◆ Text under study

Genetic Discrimination: Like Racism?

Eric, I’m with you about the Genetic Information Nondiscrimination Act. It sounds good at first: Everyone is worried about a Gattaca - type future* where people are shunned on the basis of genetic tests, leading to genetic manipulation, eugenics, and a dystopia where everyone lives in Frank Lloyd Wright-style buildings, wears Jil Sander suits, and looks as gorgeous as Uma Thurman (so, OK, this last bit doesn’t sound so bad …).  

But if we really think it’s invidious to tie health insurance premiums to risks, perhaps we should consider socialized medicine where everyone pays the same, state-enforced premium.   We all know how popular that idea is in the United States, which suggest that people want a market-based system. It is odd indeed that people seem comfortable with the part of the market that distributes care based on ability to pay but not with the part that would tie the price to the amount of care consumed (or likely to be consumed).   The perverse result of this law is that poor people with low health risks are forced to effectively subsidize rich people with high risks.   This is a law both left and right should have opposed (or at least questioned).

◆ Exercise requirements
- A) According to the post on genetic discrimination, who ends up subsidizing whom under the law it discusses?
- B) Please decide whether each statement agrees with the post on genetic discrimination, and support each yes or no with the deciding words from the post: (i) The post holds that the law should have drawn opposition or questioning from both left and right. (ii) The post presents socialized medicine as widely favored in the United States. (iii) The feared dystopia described in the post includes Frank Lloyd Wright-style buildings.

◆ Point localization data
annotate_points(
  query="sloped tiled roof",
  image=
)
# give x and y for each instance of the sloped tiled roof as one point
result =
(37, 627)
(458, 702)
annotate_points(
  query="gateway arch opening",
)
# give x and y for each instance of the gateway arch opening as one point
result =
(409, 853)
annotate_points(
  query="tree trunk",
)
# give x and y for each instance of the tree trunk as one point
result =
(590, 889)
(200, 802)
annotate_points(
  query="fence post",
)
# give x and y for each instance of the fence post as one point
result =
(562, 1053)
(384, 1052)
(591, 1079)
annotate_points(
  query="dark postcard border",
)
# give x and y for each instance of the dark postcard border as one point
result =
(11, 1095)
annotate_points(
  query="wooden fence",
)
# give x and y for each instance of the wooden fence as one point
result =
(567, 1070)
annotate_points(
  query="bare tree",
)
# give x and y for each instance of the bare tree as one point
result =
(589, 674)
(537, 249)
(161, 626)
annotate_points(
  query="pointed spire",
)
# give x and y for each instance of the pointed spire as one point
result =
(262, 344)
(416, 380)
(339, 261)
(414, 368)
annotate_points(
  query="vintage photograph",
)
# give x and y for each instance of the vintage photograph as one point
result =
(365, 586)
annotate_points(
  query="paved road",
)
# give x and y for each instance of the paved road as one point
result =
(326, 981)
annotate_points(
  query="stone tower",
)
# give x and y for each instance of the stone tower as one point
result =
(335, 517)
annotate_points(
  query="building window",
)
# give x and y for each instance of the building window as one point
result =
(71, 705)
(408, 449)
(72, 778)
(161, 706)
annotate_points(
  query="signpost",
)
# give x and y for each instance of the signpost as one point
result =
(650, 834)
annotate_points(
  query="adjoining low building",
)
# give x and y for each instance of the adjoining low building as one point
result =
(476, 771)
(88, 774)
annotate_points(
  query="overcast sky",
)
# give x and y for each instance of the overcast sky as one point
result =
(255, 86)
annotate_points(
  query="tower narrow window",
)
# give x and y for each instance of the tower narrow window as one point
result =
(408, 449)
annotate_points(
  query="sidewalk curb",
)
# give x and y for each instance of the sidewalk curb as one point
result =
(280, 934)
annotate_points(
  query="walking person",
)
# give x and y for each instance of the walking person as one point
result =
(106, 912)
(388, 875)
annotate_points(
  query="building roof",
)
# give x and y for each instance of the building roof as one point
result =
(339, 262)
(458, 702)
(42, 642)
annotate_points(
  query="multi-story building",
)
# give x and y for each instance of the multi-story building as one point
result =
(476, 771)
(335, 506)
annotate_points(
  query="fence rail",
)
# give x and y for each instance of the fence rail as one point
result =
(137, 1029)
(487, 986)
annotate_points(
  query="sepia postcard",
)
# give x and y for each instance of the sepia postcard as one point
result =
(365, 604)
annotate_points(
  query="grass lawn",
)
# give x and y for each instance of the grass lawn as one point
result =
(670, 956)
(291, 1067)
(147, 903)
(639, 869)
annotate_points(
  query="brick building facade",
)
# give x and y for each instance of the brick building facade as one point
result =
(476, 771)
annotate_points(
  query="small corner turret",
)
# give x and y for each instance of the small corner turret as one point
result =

◆ Per-task outputs
- A) Poor people with low health risks are forced to effectively subsidize rich people with high risks.

- B)
(i) Yes: "This is a law both left and right should have opposed (or at least questioned)."
(ii) No: "We all know how popular that idea is in the United States, which suggest that people want a market-based system."
(iii) Yes: "a dystopia where everyone lives in Frank Lloyd Wright-style buildings"